(PROBLEMS TO SOLVE):
- 1) Answer these about the news report on the Chauvin trial:
(a) To which charges has Chauvin pleaded not guilty?
(b) How much did the city announce it would pay Floyd's family?
(c) How many jurors did the judge dismiss after they saw headlines about the settlement?
- 2) Carry the news report on the Chauvin trial forward from its last sentence.

(READING TEXT):
Hennepin County District Judge Peter Cahill also said he would rule on Chauvin’s request to show the jury evidence of an earlier episode in which Floyd was arrested by police, about a year before Chauvin held his knee on the neck of a handcuffed, dying Floyd, a Black man, on May 25, 2020.

Chauvin, a 44-year-old white man, has pleaded not guilty to second-degree murder, third-degree murder and manslaughter.

His lead lawyer, Eric Nelson, has complained to the court that publicity around the trial has tainted the jury pool in and around Minneapolis, not least the city’s announcement last week it would pay Floyd’s family US$27 million (RM111.1 million) to settle its wrongful-death lawsuit.

The announcement has also angered the judge, forcing him to dismiss two jurors he had seated after they subsequently said the headlines they saw about the settlement meant they could no longer give Chauvin the presumption of innocence.

“I have asked Minneapolis to stop talking about this,” Cahill said with visible irritation before recessing yesterday’s hearing. “They keep talking about it. We keep talking about it. Everybody, just stop talking about it.”

(AVAILABLE DATA):
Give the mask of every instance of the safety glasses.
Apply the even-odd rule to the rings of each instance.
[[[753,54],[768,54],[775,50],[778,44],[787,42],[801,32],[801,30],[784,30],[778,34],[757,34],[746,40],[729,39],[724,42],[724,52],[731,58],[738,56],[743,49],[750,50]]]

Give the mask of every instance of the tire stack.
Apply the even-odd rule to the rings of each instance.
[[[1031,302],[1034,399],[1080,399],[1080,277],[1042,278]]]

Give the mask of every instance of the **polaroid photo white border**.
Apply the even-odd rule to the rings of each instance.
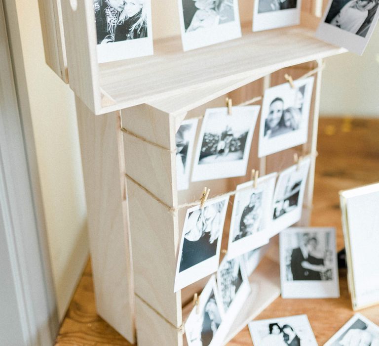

--

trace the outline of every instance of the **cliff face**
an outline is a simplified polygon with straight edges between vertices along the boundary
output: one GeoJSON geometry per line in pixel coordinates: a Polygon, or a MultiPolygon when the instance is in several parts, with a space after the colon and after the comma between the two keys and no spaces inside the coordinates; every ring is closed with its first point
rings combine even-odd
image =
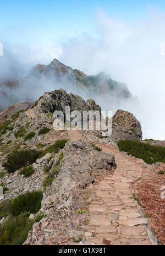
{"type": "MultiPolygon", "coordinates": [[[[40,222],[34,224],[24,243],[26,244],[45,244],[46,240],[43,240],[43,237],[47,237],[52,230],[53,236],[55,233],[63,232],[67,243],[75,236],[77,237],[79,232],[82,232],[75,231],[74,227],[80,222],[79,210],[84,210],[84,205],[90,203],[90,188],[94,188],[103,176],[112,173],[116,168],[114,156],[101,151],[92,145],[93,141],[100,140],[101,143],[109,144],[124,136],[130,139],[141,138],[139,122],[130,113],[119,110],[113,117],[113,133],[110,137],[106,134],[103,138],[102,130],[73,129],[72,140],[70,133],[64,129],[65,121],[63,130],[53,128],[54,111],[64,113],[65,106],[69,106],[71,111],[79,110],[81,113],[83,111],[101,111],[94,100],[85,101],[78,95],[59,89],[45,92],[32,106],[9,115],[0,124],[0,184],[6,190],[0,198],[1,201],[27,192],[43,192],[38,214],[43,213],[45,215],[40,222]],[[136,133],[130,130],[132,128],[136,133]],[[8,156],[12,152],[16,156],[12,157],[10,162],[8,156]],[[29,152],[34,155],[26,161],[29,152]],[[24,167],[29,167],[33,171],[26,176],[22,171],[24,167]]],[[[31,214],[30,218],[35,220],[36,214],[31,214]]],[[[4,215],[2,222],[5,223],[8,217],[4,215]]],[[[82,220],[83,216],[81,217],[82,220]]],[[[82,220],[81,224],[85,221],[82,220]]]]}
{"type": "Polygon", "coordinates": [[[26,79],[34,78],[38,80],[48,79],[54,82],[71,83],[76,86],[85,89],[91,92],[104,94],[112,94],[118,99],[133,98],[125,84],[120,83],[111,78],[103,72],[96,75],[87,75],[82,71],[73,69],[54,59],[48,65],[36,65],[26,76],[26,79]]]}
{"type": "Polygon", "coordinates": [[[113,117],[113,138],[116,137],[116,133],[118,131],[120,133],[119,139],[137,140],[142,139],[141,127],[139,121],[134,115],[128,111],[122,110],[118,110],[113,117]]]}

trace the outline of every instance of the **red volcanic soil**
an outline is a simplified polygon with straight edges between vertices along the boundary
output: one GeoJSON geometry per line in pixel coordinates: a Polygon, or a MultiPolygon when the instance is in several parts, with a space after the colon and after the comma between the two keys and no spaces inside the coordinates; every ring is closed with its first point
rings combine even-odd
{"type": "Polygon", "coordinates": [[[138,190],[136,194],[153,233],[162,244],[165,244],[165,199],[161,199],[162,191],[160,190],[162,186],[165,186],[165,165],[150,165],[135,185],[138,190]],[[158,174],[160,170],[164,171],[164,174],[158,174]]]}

(RESPONSES FOR EACH TASK):
- 1)
(a) Second-degree murder, third-degree murder and manslaughter.
(b) US$27 million (RM111.1 million).
(c) Two.

- 2)
The court has already seated 12 members of a racially diverse jury, all from in and around Minneapolis, the state’s largest city, to weigh what is widely seen as a landmark case in how US law enforcement polices Black people. The court seeks only two more members to serve as alternates.

Legal experts have said the less that a jury reflected the racial diversity of Minneapolis, the more likely any eventual verdict would be met with skepticism.

“The big problem with change of venue is it would involve moving the trial to a less racially diverse county,” Valerie Hans, a Cornell University law professor who studies juries, wrote in an email.

Nelson also said a recent search he conducted of the police car in which Chauvin and other officers were trying to place Floyd after his arrest disclosed a methamphetamine pill on the back seat daubed with Floyd’s saliva.

He argued that the new evidence meant the judge should reconsider an earlier decision not to allow Nelson to show jurors evidence about a prior arrest with different officers in which a panicked Floyd swallowed opioid pills as police approached the car he was in.

Part of Nelson’s strategy includes trying to convince jurors that the fentanyl, a powerful opioid, found in Floyd’s blood at autopsy, was the real cause of death, despite two autopsy reports concluding it was a homicide caused by police restraints.

Prosecutors from the Minnesota Attorney General’s Office say the 2019 arrest is irrelevant and that the defence is trying to “smear Mr. Floyd’s character and brand him as a criminal.”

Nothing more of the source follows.